Textauszug -
Die USA im Krieg
Von Eduardo Galeano
Den folgenden Beitrag hat Eduardo Galeano ("Die offenen Adern Lateinamerikas") im Dezember 2002 geschrieben. Wir dokumentieren ihn in einer deutschen Übersetzung. Zuvor hatten ehrenamtliche Übersetzer/innen des coorditrad@attac.org den Text ins Englischen übertragen.

Auszüge aus einem Datensatz zum Zeigen auf Objekte -
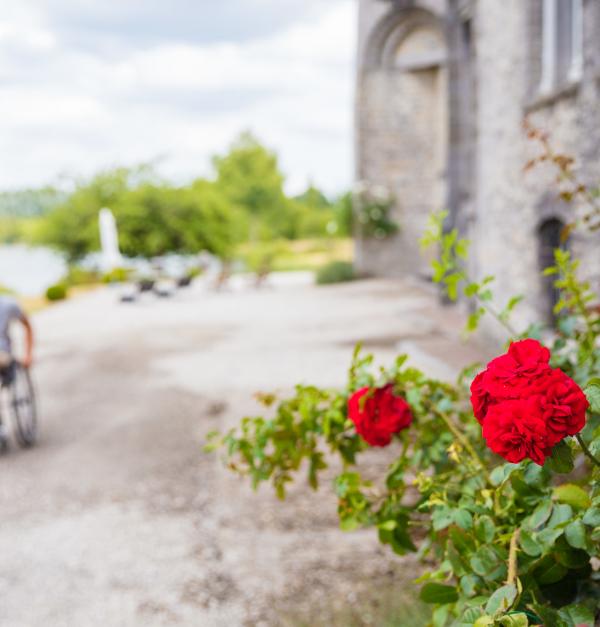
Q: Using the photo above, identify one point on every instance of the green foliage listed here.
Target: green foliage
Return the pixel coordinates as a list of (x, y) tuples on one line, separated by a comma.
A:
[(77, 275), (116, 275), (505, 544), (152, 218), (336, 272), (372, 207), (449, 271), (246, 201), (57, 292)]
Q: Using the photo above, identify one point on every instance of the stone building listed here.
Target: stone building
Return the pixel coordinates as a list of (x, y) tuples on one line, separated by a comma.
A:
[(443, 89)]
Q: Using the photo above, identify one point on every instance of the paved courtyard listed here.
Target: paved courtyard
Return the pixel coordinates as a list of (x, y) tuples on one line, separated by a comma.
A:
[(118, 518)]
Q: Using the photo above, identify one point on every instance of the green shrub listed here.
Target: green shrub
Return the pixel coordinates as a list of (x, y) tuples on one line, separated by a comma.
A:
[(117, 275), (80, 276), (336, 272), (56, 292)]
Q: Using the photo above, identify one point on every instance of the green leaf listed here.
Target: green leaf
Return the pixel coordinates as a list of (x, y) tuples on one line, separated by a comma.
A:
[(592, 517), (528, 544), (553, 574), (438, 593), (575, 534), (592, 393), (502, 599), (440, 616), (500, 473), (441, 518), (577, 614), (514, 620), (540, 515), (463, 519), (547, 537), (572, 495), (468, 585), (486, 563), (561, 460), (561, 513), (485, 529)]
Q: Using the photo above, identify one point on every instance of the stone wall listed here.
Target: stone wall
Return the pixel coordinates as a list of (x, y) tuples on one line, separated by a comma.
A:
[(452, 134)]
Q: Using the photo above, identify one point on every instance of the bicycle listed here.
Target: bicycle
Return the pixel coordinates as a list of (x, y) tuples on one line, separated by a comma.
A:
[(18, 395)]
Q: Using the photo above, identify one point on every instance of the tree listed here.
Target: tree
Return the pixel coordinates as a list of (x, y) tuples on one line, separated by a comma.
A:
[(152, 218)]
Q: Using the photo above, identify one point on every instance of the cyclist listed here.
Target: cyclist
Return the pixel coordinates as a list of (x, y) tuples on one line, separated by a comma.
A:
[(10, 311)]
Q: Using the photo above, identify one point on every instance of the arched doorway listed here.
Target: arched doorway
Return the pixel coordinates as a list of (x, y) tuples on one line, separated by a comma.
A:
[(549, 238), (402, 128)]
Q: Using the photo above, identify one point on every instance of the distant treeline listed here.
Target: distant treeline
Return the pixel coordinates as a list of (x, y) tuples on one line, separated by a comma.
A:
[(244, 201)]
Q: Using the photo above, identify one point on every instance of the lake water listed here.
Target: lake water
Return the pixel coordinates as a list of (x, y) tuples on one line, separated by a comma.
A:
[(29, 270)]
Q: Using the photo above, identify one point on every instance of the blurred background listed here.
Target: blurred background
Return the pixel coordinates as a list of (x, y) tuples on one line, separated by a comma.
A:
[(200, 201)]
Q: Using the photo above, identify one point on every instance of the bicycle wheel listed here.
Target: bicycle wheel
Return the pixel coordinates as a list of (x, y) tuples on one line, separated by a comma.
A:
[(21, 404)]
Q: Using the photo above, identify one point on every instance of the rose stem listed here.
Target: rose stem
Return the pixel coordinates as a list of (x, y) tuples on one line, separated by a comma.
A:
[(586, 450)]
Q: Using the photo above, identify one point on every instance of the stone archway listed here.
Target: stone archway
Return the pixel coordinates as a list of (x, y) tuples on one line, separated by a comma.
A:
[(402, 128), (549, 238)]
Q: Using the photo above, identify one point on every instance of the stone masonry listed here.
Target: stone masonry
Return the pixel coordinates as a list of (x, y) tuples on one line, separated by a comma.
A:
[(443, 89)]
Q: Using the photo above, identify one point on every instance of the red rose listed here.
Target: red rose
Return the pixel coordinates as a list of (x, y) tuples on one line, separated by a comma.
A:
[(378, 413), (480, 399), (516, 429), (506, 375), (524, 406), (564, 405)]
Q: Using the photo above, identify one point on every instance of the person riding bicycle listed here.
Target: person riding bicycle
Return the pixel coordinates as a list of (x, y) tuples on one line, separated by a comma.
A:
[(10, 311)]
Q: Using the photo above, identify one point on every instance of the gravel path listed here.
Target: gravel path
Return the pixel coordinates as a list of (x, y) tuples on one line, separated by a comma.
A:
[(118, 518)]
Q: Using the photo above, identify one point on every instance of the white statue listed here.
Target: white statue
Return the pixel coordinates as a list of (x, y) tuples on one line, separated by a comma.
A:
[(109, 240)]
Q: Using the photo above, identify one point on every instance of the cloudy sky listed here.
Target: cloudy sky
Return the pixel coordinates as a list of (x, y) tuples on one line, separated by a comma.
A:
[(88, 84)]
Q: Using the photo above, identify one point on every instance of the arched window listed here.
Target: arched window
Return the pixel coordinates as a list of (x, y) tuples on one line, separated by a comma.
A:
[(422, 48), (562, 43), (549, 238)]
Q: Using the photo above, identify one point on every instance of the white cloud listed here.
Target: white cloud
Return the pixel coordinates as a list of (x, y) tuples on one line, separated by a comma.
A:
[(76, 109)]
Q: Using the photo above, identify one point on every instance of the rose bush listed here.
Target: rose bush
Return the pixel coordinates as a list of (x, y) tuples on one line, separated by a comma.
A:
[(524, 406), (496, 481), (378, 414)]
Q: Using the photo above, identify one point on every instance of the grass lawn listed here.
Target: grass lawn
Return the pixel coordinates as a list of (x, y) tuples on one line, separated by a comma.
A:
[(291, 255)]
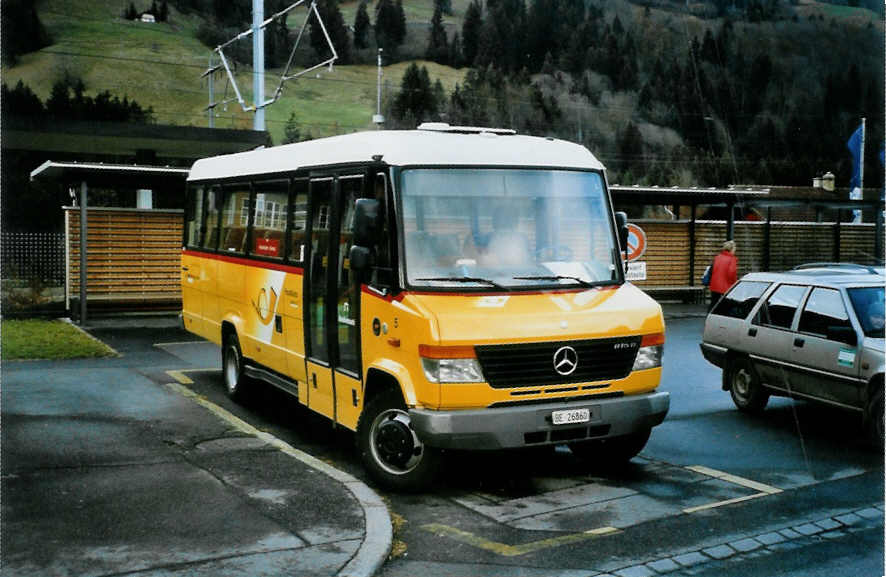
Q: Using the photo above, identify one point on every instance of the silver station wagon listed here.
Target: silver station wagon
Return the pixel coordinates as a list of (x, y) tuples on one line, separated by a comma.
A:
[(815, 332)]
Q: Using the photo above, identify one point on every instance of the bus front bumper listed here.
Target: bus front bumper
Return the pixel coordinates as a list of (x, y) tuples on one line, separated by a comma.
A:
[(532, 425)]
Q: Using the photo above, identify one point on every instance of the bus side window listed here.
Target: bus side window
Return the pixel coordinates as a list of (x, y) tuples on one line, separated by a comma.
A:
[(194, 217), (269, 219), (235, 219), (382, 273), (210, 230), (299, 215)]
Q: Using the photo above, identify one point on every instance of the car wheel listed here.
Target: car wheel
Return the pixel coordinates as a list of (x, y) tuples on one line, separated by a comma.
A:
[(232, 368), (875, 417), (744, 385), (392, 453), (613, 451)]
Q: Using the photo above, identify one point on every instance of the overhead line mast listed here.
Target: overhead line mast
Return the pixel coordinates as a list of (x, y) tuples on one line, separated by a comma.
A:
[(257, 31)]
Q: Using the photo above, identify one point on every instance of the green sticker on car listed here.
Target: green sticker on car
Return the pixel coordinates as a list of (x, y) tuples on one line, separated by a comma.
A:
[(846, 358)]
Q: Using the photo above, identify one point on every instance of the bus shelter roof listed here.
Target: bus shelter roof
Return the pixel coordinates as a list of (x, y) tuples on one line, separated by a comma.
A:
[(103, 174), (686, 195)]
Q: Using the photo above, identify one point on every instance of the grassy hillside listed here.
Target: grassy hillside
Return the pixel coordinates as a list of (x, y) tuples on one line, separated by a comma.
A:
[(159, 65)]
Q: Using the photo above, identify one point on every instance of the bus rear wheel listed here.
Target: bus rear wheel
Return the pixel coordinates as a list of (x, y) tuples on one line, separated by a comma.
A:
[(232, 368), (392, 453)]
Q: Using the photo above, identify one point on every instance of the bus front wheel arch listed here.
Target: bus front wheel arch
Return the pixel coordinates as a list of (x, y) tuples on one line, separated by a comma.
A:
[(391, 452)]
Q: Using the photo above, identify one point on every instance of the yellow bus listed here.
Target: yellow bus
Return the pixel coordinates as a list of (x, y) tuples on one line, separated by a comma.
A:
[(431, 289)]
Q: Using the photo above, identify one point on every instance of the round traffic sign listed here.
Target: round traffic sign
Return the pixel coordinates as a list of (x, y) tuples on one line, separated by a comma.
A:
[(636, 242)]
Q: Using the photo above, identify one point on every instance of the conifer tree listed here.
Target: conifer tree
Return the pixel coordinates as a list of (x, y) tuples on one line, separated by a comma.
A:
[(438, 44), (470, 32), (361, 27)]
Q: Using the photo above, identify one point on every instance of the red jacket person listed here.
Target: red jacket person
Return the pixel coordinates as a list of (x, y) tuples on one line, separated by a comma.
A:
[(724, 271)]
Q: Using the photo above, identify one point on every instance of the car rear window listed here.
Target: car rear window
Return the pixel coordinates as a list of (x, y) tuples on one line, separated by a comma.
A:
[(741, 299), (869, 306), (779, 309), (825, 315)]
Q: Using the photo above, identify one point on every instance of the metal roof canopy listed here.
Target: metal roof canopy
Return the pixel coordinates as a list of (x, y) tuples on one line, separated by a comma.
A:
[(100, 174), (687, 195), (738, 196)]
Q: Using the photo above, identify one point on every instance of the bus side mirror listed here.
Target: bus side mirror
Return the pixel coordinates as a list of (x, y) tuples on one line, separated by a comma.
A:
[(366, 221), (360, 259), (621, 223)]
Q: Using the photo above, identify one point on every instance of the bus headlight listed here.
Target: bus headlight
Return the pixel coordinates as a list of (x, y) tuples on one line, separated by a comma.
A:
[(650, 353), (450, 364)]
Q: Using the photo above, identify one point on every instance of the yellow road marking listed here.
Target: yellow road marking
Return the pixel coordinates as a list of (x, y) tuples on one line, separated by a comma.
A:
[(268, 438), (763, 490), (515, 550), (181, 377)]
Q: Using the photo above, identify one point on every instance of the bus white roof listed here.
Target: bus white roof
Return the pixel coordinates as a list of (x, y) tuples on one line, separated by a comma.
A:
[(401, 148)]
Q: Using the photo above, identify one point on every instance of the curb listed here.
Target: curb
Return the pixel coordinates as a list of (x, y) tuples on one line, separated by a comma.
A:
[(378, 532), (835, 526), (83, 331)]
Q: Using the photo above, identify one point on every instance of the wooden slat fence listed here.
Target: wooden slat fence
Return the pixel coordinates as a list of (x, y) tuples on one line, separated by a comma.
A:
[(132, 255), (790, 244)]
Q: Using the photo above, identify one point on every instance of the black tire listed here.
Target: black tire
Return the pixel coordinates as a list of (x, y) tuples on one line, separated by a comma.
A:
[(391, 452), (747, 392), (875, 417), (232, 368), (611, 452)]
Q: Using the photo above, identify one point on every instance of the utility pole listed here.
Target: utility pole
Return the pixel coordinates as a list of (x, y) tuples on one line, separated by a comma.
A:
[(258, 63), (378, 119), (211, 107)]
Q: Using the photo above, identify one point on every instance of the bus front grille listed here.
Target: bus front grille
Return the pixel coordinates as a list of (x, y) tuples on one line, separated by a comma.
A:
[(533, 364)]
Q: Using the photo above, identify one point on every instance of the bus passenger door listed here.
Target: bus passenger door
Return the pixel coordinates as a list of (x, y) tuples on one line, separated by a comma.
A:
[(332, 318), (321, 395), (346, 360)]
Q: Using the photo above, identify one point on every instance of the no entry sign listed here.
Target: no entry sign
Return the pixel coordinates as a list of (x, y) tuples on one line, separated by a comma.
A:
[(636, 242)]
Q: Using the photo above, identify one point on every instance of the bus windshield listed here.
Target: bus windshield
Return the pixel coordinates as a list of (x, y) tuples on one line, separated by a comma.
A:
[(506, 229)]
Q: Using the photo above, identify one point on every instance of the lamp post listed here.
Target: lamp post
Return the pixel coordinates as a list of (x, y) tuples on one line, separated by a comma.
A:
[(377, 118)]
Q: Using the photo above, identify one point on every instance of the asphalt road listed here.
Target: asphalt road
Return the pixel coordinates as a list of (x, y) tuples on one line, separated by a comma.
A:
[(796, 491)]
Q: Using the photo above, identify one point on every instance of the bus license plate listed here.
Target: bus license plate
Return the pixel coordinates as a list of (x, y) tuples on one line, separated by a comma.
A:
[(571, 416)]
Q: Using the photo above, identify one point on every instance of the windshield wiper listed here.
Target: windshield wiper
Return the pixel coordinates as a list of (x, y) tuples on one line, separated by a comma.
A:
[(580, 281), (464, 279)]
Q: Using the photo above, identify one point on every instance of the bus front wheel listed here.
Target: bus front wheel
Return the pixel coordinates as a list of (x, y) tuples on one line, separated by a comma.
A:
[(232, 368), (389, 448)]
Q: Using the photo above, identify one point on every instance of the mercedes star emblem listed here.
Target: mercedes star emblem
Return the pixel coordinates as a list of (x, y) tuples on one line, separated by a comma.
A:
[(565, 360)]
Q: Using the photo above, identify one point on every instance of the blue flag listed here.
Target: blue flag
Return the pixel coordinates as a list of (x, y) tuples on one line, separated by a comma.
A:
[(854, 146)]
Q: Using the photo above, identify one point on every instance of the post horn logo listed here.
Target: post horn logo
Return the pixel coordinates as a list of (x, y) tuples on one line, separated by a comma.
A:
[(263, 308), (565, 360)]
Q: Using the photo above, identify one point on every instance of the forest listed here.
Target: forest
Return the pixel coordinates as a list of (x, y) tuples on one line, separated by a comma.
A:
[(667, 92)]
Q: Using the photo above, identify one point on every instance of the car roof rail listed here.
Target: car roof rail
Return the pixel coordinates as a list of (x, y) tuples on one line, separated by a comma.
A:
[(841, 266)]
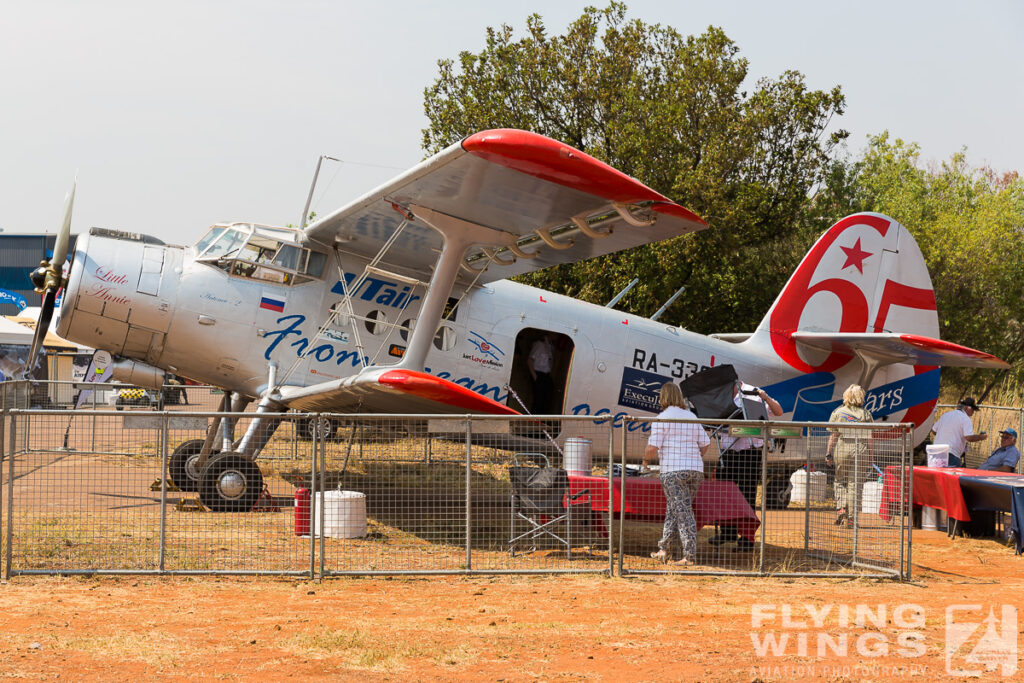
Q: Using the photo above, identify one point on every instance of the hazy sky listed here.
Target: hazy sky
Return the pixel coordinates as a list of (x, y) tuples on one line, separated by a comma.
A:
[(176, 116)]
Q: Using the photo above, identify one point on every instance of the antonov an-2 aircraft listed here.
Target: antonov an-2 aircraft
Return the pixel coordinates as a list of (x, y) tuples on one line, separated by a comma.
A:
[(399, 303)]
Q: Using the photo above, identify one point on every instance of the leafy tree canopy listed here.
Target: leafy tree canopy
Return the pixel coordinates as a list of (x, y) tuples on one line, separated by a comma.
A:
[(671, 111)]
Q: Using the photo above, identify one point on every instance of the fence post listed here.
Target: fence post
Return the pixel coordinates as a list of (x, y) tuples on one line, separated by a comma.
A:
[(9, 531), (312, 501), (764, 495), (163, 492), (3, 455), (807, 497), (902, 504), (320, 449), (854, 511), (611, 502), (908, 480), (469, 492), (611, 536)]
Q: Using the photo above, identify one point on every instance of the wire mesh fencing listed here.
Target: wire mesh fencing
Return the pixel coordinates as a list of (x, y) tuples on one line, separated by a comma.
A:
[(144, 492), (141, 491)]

Ihre Aufgabe - Setzen Sie den Text über die USA im Krieg fort, der oberhalb des Materials steht. Beginnen Sie direkt nach seinem letzten Satz.

Ergebnis der Aufgabe -
Zeiten der Angst
Die Welt lebt in einem Zustand des permanenten Terrors - aber der
Terror verbirgt sein Gesicht. Manche behaupten, Saddam Hussein
stecke dahinter, er habe es satt, Feind Nr. 1 zu sein, andere führen
den Schrecken auf Osama bin Laden zurück, jenem professionellen
Handlungsreisenden in Sachen Angst. In Wirklichkeit steckt hinter
der globalen Panik etwas, was sich 'der Markt' nennt. Und mit
'Markt' ist keineswegs der freundliche Tante-Emma-Laden an der Ecke
gemeint, wo man sein Gemüse u. Obst kauft. Vielmehr hat dieser Markt
kein Gesicht, er ist ein allmächtiger, omnipräsenter Terrorist, der
sich aufführt, als wäre er Gott, und weil er meint, er ist Gott,
glaubt er auch, es gäbe ihn ewig. Die Schar seiner Jünger schreit:
"Vorsicht, der Markt ist nervös" u. warnt: "macht ja den Markt nicht
böse". Das Sündenregister des Markts läßt viele vor Angst erzittern.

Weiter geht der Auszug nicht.